DATASET RECORDS START

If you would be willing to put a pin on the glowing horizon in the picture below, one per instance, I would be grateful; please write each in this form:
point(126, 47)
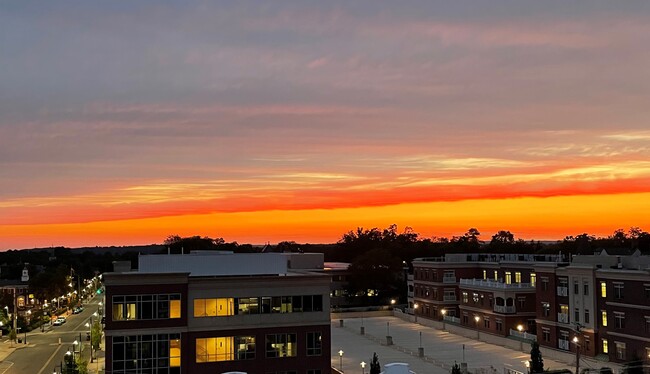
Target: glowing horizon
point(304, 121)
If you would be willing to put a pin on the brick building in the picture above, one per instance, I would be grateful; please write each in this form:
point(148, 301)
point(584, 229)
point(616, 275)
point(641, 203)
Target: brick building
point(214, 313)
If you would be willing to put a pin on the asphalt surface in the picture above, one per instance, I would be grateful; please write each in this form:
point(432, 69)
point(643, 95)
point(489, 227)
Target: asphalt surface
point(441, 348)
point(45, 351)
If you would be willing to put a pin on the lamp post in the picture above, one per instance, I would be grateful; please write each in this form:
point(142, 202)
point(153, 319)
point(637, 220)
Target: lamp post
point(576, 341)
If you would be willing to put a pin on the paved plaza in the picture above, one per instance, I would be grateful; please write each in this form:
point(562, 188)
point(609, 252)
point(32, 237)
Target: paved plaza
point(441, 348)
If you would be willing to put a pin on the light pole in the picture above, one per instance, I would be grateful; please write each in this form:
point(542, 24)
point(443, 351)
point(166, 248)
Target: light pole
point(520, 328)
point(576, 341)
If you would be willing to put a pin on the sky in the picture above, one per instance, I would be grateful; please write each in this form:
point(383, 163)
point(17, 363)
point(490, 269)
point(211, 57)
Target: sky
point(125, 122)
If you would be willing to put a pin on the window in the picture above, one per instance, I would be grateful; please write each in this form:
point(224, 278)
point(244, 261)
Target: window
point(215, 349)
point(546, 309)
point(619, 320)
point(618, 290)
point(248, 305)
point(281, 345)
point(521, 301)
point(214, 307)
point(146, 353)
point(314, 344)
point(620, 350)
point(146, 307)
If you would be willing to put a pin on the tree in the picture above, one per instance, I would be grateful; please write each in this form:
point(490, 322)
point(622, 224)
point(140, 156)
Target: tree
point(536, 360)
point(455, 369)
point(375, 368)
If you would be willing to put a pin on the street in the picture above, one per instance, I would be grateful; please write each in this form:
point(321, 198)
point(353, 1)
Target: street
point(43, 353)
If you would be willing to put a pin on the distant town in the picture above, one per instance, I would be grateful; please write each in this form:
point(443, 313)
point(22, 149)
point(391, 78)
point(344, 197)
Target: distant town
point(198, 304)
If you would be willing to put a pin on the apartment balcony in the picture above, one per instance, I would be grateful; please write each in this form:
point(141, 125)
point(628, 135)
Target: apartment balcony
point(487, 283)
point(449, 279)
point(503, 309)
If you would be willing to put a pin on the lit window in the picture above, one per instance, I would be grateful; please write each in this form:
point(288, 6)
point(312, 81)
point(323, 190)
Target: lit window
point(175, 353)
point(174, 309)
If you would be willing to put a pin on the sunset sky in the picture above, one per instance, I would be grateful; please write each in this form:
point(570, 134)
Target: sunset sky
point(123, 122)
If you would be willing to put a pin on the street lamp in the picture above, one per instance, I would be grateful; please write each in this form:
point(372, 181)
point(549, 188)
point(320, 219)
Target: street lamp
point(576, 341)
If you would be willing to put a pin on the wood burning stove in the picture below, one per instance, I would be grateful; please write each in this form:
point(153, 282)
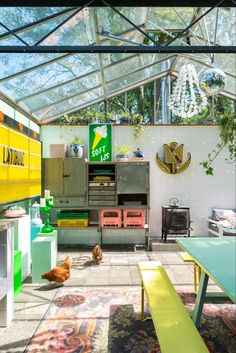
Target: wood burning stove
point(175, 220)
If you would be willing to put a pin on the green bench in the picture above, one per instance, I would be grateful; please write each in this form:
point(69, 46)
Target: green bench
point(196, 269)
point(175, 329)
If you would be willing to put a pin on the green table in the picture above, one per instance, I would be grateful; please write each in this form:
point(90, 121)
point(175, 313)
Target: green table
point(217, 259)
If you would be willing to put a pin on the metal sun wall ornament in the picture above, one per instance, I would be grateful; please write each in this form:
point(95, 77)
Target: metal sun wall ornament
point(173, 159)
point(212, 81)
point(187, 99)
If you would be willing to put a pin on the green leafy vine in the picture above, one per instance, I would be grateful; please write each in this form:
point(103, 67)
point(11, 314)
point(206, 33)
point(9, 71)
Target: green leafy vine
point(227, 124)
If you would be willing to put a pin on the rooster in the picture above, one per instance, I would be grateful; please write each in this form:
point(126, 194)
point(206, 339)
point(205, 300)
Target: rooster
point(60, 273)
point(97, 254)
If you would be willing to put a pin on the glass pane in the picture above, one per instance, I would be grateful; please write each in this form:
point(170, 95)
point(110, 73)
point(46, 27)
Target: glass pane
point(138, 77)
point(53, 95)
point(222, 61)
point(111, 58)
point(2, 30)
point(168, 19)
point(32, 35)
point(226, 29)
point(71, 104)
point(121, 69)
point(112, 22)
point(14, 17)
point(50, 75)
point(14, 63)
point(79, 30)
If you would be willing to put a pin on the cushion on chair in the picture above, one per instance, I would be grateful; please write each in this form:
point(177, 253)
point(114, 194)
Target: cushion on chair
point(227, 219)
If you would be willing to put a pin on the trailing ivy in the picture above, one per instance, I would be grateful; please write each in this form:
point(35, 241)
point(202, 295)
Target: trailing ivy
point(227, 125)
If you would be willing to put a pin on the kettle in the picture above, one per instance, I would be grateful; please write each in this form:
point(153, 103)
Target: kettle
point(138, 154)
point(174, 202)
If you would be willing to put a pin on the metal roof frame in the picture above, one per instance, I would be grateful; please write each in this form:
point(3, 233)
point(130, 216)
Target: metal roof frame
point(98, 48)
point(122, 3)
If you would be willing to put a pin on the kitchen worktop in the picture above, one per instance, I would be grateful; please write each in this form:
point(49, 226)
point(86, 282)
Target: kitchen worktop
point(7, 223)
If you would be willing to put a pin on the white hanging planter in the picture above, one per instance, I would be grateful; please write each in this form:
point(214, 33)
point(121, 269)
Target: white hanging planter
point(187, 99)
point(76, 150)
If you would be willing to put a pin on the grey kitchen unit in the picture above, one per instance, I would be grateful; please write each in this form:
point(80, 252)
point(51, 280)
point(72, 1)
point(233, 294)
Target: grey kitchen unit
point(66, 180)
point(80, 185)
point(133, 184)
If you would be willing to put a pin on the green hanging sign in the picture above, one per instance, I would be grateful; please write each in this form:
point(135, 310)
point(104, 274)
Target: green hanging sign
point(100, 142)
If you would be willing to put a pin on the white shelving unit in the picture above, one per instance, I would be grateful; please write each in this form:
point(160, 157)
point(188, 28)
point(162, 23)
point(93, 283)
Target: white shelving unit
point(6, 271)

DATASET RECORDS END
DATASET RECORDS START

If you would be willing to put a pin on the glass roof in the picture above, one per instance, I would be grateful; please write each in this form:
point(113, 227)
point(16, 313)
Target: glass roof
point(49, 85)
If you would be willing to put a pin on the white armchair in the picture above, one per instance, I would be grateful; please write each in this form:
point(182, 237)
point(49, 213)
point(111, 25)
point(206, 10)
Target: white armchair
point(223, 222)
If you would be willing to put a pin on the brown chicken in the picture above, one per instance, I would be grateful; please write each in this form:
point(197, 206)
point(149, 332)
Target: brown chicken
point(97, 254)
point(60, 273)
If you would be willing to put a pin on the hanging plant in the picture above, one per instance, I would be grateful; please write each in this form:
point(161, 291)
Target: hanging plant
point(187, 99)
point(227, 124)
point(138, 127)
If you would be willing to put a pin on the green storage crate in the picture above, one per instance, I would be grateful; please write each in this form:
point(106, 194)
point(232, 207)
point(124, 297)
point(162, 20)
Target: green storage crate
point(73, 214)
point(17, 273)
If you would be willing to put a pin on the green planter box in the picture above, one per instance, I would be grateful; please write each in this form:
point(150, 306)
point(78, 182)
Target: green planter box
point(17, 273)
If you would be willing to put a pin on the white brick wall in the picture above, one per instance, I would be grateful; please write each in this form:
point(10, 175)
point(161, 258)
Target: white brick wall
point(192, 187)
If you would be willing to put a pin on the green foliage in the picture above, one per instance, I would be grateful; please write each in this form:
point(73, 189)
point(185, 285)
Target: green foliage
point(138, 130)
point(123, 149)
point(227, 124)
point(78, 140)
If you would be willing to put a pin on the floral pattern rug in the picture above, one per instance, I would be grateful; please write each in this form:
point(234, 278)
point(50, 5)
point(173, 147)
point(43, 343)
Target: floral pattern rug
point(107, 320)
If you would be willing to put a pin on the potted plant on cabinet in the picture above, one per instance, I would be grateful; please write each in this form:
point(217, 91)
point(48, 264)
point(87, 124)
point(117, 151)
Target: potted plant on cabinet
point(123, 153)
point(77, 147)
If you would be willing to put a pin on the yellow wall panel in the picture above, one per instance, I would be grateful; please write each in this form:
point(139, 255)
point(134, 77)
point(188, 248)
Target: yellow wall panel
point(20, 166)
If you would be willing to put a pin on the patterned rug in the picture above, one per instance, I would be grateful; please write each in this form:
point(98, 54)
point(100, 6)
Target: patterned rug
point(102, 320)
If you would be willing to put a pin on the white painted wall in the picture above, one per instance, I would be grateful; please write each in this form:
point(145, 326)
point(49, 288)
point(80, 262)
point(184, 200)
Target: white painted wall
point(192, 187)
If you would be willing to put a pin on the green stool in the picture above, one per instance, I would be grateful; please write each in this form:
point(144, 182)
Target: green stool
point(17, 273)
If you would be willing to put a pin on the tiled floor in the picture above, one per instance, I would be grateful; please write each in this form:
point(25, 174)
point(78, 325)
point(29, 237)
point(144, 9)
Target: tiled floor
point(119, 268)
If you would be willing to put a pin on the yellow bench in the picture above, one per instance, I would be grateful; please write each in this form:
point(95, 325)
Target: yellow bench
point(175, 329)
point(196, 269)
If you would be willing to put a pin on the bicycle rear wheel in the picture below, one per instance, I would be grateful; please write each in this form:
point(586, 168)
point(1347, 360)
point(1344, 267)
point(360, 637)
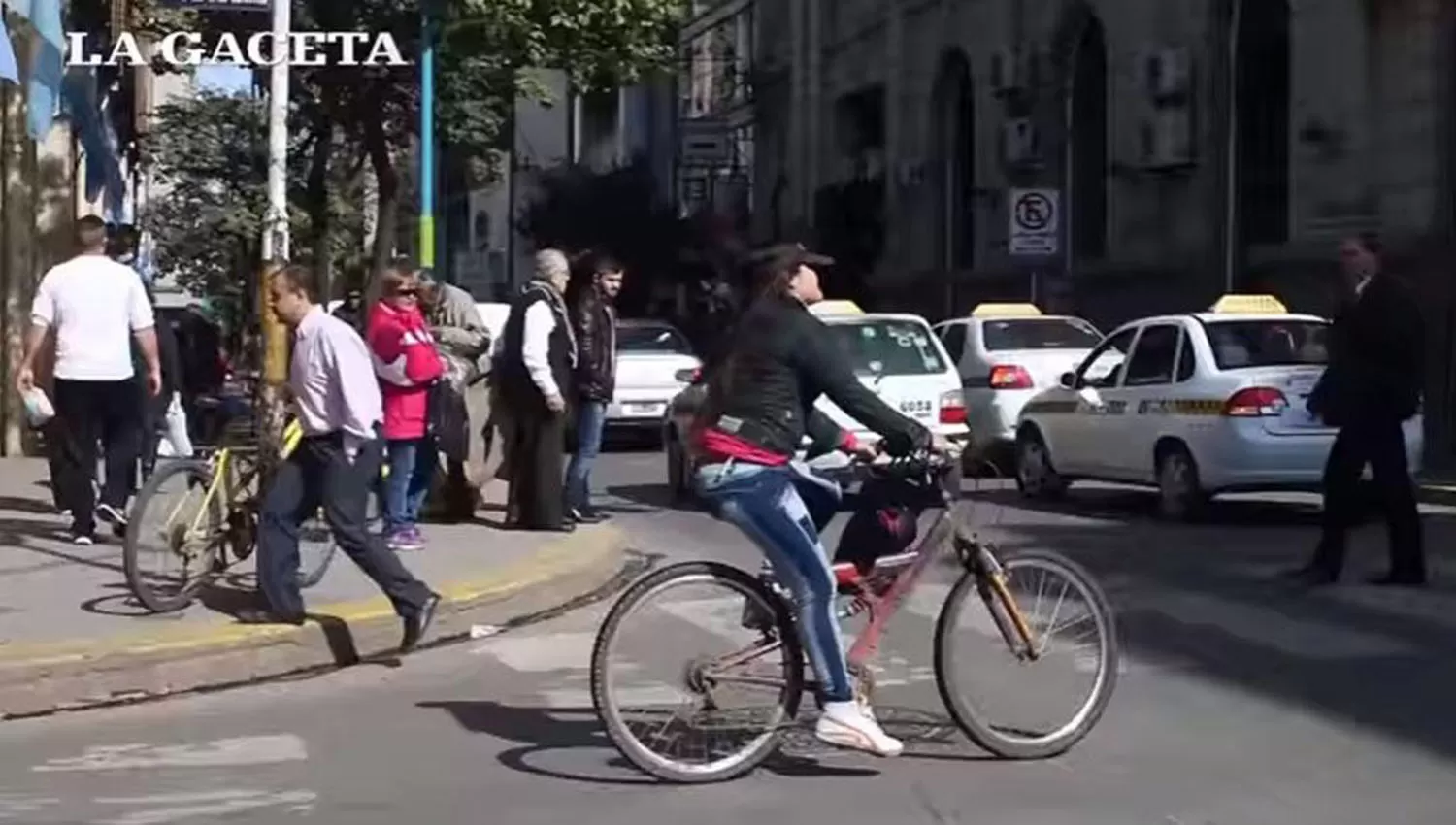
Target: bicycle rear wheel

DATASET RECORDS END

_ACTION ITEM_
With "rear" as the search string, filter the records and return each line that has it.

_RESULT_
If you would be willing to put a pin on the bicycle rear wheel in the picture below, one per instance, I would be grateful; please write each in this form:
Target: bicycle rear wheel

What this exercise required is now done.